# PROBLEM 1:
In the passage about family chore lists, what covers the chore list on the refrigerator by day five?
# PROBLEM 2:
Sum up the passage about family chore lists in two sentences.

# PASSAGE:
We try to be accommodating.

We’ve had chore lists of all sorts over the years:  one where everyday a child is assigned a different area to pickup, such as the living room (a simple chore list), or where it is task oriented (like taking out the garbage, also simple), or – in a vein attempt to get more work out of them – a combined hybrid scheme with both (complexity: moderate ); We actually once came up with one where there were three types of chores: an area, a task and one chore pertaining to supper, like setting  or clearing the table (complexity:  great).  The last was a work of art, beautiful in thought and depth, and of it course failed.

Well, all the chore lists failed and that miserably.  The first day or two we got some traction but then something happens on day three and four, and by day five the exalted chore list hanging on the refrigerator is covered by another item – perhaps a pizza coupon – and forever forgotten.

I happen to be a schedule-type guy.  First, I am of German stock.  I hate being late for anything; it is as if the Earth itself is thrown off its rotation when I’m five minutes late, and the moon crashes into the Midwest if its ten.  When I do something, every part of the task is mapped out in my mind against a timeline, so I can almost always accurately finish something in the allotted time.  That’s me.

So, the schedule thing grooves with my make-up, and seeing it fail year after year causes angst in my soul, but I haven’t killed my kids yet or totally freaked out, so that’s good.  And I’ve made amazing progress with my being late fetish.  A man with eight kids and sometimes bad health and besides it all being a burned-out middle-aged guy, I am late for everything, across the board it seems.  I don’t discriminate between work and church and friends.  I always arrive late, no matter how much I try.  It’s as if the Gods are now against me, and maybe when the idea that I will ever be on time is beat out of me, then I’ll start being only five minutes late.

I’m off subject.

We can ask: what happens to our dearly beloved schedule?  I don’t know.  It seems like everything trumps it and life itself conspires against us.  First, in order for the schedule to attain lift-off velocity, the parent has to apply pressure to the system to overcome the laws of inertia:  if a body is sitting in front of the boob tube, it wants to continue sitting there, thus the need for an outside pressure, sometimes great.  For a variety of reasons, my wife and I can’t seem to apply this pressure day after day, week after week and month after month, so it never becomes something called a habit.

Then there is life, and we have teenagers that go hither and thither, and we have a few studious ones who can’t have their homework time interrupted by such a low task as scrubbing the bathroom sink, and my wife and I also work, which throws the schedule off because pressure is no longer being applied, and if we don’t work we might not feel well, and then we have to shop to feed these children with black holes for stomachs, and on and on it goes.

Does any of it really matter?  Not really.  But I do believe that it’s good for the children to help around the house, and good for them to learn responsibility.  When I’ve wiped them into shape, they seem happier, and Phoebe says one of her best memories from childhood is when we played loud, jivy music and ran around like crazy, picking up anything in our path.  (That’s when I had energy.  Now I’m up for what the kids consider elevator music, but it’s not – just not rock.  Anyway,   its good to make it fun.)  And, on another level, it’s not such a bad idea for my wife and I to learn to be responsible parents and – in order to do what we should be doing anyways – we have to deny ourself; that is, turn off our electronic device, stop making excuses, and take charge.

Amazingly, we actually got something done today as a family, and we are at day two of the Great Schedule.  Tomorrow we’ll try for day three.

Records excerpted from a collection
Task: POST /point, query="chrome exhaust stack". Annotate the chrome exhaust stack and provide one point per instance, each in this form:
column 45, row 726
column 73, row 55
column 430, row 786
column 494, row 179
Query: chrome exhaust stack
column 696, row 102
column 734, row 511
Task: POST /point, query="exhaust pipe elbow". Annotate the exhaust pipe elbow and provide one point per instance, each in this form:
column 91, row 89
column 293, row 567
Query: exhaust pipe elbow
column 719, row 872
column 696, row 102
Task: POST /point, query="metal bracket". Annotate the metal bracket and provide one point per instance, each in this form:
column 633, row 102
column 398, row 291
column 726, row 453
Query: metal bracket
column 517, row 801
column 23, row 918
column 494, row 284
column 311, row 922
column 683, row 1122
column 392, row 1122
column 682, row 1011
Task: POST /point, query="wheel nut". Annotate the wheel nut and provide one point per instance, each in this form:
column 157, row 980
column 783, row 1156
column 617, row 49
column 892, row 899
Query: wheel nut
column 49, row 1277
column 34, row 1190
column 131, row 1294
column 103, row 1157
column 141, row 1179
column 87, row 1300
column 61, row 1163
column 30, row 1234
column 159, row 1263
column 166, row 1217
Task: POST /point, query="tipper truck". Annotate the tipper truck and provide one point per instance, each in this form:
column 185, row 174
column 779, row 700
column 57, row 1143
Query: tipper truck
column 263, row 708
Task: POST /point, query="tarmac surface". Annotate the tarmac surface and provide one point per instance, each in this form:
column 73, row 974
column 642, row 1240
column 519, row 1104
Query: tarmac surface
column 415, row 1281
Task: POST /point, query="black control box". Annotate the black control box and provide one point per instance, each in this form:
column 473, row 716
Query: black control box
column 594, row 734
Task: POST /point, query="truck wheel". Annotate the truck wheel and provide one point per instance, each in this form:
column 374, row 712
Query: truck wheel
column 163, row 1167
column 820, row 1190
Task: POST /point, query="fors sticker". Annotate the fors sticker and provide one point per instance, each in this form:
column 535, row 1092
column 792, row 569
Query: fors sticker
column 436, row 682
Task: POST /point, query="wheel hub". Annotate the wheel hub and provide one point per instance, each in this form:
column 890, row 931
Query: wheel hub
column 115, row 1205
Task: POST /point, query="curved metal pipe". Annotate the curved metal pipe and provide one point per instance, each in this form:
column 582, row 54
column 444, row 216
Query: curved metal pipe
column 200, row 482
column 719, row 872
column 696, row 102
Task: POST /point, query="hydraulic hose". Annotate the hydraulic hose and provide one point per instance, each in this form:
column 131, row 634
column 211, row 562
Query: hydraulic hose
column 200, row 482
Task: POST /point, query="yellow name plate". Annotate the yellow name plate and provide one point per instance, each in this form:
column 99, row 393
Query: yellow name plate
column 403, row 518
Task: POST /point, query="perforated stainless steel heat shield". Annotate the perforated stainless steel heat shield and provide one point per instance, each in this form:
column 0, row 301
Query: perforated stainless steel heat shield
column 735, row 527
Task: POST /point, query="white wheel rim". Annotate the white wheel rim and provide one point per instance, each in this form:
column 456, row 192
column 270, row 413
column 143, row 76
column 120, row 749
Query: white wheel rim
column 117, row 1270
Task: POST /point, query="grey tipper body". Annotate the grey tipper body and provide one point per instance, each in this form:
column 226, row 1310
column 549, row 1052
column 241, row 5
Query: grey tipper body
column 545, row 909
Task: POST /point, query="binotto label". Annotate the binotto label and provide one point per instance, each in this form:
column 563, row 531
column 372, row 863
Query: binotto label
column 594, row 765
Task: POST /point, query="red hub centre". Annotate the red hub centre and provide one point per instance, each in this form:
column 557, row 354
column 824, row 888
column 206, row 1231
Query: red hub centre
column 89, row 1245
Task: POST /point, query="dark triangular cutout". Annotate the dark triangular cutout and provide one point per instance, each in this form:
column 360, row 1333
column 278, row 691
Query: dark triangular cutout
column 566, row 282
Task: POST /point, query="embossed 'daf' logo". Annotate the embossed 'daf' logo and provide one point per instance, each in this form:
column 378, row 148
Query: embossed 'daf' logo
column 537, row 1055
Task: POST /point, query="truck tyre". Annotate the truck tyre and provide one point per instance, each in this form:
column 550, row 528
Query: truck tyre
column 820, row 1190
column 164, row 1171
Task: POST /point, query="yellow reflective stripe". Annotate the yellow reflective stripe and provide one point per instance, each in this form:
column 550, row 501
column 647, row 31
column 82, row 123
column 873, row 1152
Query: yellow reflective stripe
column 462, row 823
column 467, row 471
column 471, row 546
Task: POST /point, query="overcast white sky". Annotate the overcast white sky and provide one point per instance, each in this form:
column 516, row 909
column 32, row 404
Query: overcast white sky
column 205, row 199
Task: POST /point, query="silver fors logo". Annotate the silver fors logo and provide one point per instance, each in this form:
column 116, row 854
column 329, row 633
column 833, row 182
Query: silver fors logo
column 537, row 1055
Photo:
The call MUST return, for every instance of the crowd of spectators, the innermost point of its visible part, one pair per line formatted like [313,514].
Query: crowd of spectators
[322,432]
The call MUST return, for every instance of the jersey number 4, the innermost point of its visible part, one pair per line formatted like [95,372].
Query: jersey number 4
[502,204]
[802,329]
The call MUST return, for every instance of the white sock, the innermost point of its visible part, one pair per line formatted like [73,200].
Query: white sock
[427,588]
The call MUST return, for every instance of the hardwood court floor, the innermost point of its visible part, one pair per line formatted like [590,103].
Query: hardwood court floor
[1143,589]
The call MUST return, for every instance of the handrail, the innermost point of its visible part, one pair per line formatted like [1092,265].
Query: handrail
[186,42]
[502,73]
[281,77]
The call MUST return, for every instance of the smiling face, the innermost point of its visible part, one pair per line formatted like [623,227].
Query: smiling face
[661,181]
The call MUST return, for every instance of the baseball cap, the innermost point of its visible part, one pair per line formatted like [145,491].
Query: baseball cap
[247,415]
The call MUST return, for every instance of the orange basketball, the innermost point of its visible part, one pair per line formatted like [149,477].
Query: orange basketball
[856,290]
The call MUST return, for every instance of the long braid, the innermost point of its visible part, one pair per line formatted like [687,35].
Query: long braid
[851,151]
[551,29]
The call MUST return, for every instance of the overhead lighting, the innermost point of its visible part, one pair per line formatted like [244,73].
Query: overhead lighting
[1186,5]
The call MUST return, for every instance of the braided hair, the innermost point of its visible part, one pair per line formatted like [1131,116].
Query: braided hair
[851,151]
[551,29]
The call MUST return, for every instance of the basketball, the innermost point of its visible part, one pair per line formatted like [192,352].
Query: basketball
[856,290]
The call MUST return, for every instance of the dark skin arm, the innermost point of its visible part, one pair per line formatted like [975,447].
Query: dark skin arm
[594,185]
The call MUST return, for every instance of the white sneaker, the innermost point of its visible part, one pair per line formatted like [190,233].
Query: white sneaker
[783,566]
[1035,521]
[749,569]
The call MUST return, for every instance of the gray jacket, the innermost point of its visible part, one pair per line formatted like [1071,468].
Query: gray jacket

# EXERCISE ANSWER 1:
Another item, perhaps a pizza coupon, covers it.

# EXERCISE ANSWER 2:
The writer's family has tried many kinds of chore lists over the years. All of them failed within days because the parents could not keep applying pressure and busy family life got in the way, yet the writer believes helping around the house is good for the children, and the family has now reached day two of a new schedule.